**Data shown**
<<<<

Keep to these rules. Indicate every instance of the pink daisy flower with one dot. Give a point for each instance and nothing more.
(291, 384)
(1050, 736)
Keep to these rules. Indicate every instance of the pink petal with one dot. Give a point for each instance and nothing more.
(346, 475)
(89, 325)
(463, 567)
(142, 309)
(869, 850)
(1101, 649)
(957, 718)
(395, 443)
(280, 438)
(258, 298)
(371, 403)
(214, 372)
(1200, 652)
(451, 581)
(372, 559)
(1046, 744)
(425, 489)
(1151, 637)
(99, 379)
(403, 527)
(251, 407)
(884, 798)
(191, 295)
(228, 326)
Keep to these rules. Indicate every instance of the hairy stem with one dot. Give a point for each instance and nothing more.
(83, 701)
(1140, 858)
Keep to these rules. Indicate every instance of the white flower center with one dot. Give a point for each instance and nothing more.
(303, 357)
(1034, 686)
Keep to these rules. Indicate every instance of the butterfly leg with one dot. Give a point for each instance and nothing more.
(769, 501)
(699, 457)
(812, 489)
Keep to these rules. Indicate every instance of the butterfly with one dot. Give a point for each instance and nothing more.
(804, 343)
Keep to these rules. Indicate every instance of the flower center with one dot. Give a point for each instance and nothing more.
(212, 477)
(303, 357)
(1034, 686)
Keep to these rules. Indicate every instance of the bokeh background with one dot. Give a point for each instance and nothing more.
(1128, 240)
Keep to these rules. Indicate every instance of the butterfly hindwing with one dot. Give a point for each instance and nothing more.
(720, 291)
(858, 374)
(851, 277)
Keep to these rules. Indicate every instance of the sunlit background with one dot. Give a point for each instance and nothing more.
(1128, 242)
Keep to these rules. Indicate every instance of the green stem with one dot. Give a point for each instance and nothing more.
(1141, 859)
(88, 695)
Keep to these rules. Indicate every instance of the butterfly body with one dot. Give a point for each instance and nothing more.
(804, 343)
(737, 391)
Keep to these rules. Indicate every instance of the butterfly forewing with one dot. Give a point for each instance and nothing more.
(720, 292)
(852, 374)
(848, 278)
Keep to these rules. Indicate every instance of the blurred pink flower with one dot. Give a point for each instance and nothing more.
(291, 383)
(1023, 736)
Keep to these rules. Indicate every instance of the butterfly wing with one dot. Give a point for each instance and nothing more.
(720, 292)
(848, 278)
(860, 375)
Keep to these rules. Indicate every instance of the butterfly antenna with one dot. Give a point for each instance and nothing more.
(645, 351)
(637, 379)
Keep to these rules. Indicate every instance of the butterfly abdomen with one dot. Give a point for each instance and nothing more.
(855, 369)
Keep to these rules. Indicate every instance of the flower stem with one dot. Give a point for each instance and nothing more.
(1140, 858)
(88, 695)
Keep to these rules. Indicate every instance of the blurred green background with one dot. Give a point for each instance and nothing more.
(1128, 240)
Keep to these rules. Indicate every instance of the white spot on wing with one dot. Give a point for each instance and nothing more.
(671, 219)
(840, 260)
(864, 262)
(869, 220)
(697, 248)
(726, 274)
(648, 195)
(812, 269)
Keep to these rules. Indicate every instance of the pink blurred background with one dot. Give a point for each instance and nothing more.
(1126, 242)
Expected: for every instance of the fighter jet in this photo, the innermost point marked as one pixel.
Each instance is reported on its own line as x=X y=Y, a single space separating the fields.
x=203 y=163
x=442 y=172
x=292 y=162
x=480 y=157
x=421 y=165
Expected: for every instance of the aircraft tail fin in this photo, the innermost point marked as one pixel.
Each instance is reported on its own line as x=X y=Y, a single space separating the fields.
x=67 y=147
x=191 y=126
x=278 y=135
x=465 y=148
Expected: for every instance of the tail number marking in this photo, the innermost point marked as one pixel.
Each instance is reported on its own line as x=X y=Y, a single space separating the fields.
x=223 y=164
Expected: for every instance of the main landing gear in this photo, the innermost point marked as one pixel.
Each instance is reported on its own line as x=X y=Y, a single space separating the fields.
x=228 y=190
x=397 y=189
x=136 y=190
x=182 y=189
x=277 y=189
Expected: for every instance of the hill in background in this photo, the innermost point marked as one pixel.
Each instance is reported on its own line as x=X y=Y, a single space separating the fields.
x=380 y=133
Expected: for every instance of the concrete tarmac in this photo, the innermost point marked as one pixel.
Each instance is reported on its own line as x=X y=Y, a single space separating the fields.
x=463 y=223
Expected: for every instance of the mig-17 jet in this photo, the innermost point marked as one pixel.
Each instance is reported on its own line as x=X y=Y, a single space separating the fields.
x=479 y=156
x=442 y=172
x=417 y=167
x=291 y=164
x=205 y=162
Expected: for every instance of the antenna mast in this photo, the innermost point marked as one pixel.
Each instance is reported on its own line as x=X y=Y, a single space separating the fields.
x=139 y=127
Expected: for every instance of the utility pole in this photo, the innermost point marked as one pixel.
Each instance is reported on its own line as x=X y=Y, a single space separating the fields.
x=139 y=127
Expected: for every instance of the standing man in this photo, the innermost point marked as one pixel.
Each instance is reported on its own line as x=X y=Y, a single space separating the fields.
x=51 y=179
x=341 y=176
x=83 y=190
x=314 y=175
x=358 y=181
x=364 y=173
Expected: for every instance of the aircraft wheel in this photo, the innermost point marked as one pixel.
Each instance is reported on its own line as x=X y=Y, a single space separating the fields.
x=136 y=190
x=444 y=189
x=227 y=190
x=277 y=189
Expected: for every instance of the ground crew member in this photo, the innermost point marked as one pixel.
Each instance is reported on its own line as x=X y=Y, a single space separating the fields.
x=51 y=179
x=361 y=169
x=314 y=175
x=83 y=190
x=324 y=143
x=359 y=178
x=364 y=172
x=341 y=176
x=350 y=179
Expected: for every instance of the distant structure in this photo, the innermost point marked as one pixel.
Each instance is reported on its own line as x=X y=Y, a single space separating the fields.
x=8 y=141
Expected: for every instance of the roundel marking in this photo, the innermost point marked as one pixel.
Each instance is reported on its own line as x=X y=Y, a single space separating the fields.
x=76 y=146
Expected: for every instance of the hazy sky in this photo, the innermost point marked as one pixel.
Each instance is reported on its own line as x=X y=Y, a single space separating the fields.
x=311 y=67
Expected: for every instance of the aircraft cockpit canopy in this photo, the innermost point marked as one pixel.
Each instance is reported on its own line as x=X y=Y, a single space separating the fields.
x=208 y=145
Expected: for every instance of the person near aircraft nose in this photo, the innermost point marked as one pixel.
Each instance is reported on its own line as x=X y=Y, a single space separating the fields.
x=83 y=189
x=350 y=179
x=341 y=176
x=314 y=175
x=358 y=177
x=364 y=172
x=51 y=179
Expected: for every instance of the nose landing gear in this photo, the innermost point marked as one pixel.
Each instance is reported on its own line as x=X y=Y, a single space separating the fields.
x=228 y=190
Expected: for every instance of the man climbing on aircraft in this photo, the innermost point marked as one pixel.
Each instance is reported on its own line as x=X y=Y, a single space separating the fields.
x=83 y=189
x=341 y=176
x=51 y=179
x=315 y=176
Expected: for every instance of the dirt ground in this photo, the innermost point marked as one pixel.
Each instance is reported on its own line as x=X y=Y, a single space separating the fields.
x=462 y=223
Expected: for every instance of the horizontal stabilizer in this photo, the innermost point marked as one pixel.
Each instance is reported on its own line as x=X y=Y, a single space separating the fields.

>>>>

**Directions**
Copy the lines from the one containing "Expected: for every instance of the concrete" through the one containing "x=463 y=223", inclusive, changing "concrete tarmac" to "paved runway" and leaving everything else unchanged.

**Completed exercise**
Expected: for every instance of the paved runway in this photo, the innermost point marked as one pixel.
Each instance is reported on its own line as x=X y=Y, a single space separating the fields.
x=463 y=223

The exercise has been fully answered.